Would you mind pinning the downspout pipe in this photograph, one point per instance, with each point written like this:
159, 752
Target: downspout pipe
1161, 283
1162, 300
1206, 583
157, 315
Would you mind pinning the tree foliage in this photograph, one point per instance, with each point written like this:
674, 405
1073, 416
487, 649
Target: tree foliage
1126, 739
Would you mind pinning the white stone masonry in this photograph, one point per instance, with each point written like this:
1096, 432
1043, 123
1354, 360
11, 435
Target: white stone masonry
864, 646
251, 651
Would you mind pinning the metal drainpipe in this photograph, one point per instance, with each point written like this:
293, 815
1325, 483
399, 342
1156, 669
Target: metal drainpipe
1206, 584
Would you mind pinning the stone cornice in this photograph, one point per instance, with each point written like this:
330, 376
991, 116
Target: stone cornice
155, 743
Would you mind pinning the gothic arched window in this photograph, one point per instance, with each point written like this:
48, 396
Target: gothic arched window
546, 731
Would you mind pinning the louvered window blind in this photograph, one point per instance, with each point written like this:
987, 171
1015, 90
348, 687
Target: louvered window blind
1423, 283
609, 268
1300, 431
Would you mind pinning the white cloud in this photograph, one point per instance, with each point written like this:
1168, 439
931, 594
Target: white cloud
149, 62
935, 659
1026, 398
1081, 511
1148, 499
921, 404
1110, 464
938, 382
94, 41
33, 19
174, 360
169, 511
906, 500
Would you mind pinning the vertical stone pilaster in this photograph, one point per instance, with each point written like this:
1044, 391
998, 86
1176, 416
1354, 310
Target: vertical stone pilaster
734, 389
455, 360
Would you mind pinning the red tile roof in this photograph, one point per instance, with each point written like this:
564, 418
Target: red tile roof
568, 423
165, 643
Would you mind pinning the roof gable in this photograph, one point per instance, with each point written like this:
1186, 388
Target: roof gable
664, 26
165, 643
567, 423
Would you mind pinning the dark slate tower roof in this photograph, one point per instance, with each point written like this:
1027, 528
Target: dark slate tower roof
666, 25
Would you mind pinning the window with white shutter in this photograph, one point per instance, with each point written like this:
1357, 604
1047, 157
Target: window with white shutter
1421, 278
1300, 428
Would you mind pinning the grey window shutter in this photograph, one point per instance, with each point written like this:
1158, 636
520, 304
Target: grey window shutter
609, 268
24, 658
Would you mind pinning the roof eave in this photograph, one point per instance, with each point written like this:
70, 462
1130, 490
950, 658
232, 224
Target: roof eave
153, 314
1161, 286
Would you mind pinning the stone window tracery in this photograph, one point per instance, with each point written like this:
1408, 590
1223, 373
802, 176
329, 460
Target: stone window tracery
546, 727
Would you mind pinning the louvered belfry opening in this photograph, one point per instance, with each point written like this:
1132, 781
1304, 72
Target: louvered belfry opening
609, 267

* [To do]: Can you repeat every line above verbatim, without changing anything?

* [Final answer]:
Would you mind pinning the downspout pipe in this photograph, one point per instance, with each point written like this:
159, 752
Target: downspout pipe
1161, 283
1162, 300
1206, 583
157, 315
Would you mind pinning the tree foliage in this photograph, one point per instance, with each point written like this:
674, 405
1073, 416
487, 649
Target: tree foliage
1126, 739
Would you mind pinning the white stone masonry in this photograph, one point per instance, with each point written like this:
1096, 432
1043, 123
1354, 360
11, 435
Target: white stone masonry
864, 646
251, 651
Would you mind pinning the metal drainpipe in this photograph, one point per instance, with each point written like this:
293, 815
1325, 483
399, 342
1156, 669
Target: metal drainpipe
1206, 584
Would you mind pinning the stone cornice in this photograph, one point per instance, with each point written like this:
330, 376
991, 116
Target: stone cornice
155, 743
Would you mind pinning the gothic arched window in this photograph, one point per instance, with each point written like this:
48, 396
Target: gothic arched window
546, 731
Would you mind pinning the louvered window blind in this photograph, one point per instance, with each point written like this:
987, 171
1015, 90
348, 687
Target: louvered window blind
1423, 283
609, 268
1300, 431
Would you mind pinning the white cloud in this photograph, one point per instance, with each point written like this:
1168, 439
931, 594
Target: white cloud
149, 62
935, 659
1026, 398
1081, 511
1148, 499
921, 404
1110, 464
938, 382
94, 41
33, 19
174, 360
169, 511
906, 500
Would you mind pinning the vertical stone pilaster in this photograph, one point per instance, with each point written like this:
1044, 391
998, 86
1176, 416
1354, 310
Target: vertical stone pilaster
734, 389
455, 360
Would you mind pinning the red tile roof in this photograph, one point per instance, with each point written like this:
564, 418
Target: red tile roof
568, 423
165, 643
Would you mind pinning the roof gable in this photograph, one point per instance, with each point written like this:
1186, 388
Target: roof gable
664, 26
165, 643
567, 423
Would you mind pinning the dark slate tower roof in this photograph, one point per instance, with each point written like this:
1027, 528
Target: dark slate tower roof
666, 25
Would you mind pinning the window with white shutter in this photograph, one point per instance, with each point written like this:
1357, 604
1047, 157
Target: window with white shutter
1421, 278
1300, 428
Would you mind pinning the grey window shutter in this photograph, one point per instance, with each point written like this:
1158, 636
520, 304
Target: grey window shutter
609, 268
24, 658
Would you mind pinning the roof eave in this photograph, one point per instance, with each point written like this:
70, 462
1130, 490
950, 658
232, 224
Target: roof eave
153, 314
1161, 286
Would you mind pinning the stone window tracery in this photograph, one point per instance, with each point written like this:
1408, 590
1223, 373
802, 176
329, 460
Target: stone window tracery
546, 727
Would you mind pinning the louvered belfry opening in this photograph, one point per instance, with each point written like this:
1132, 781
1304, 72
Target: louvered belfry opening
609, 267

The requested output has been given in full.